[Stored dataset items]

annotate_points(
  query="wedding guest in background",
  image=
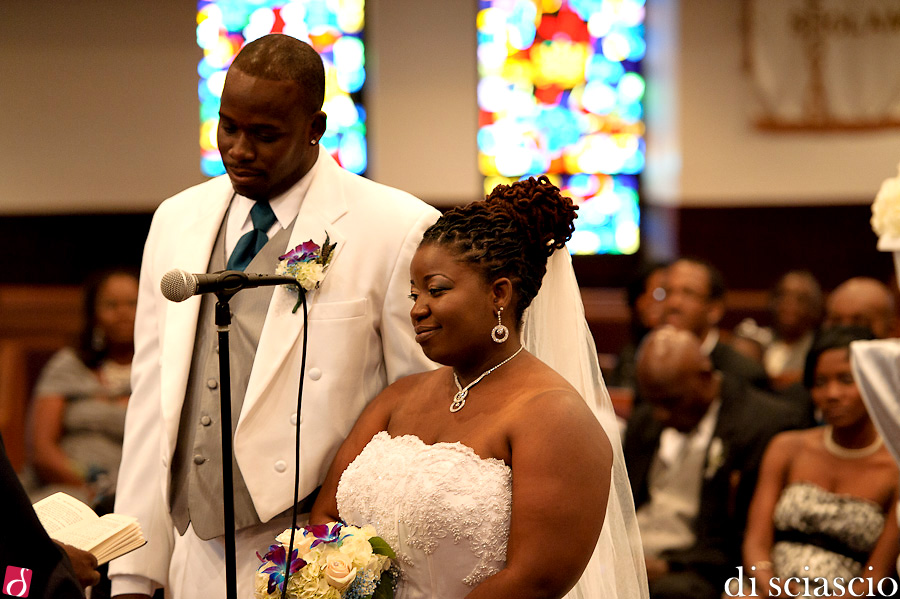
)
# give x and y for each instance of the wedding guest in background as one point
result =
(78, 415)
(693, 449)
(645, 294)
(695, 302)
(865, 302)
(797, 309)
(825, 503)
(282, 189)
(472, 471)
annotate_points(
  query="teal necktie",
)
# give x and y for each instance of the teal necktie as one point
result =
(250, 243)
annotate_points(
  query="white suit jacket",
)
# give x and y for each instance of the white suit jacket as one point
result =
(360, 340)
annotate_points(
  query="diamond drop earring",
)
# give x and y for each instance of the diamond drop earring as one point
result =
(500, 333)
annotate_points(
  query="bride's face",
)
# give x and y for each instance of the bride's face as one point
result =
(453, 308)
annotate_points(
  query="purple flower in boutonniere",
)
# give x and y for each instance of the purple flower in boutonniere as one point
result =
(307, 263)
(305, 252)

__DIRECTIONS FOR THIS TASK__. Copy all the items again, replacing every "annotate_points" with "mark_points" and keeping everything else the same. Leave the pictures out.

__TASK RESPONSE__.
mark_points(
  query="wedding guest in background",
  image=
)
# give x and y for each instance of the wedding guest in background as one point
result =
(78, 415)
(693, 449)
(645, 294)
(695, 302)
(865, 302)
(797, 309)
(825, 503)
(282, 189)
(472, 471)
mark_points(
  query="teal necktie",
)
# give x and y for each instance of the teal necktie as one point
result =
(250, 243)
mark_points(
  query="white suit jacket",
)
# give x and y for each instance of the white suit jacket as one point
result =
(360, 340)
mark_points(
  query="diamond drop earring",
)
# give x and y for each instance of the diamond drop earring as one point
result =
(500, 333)
mark_points(
  query="bride's face",
)
# give x and y for each instance of the bride's face as one point
result =
(453, 308)
mark_points(
  query="purple flower in boutonniere",
)
# give x and y for each instance of the purple flower in boutonniere as one point
result =
(307, 263)
(305, 252)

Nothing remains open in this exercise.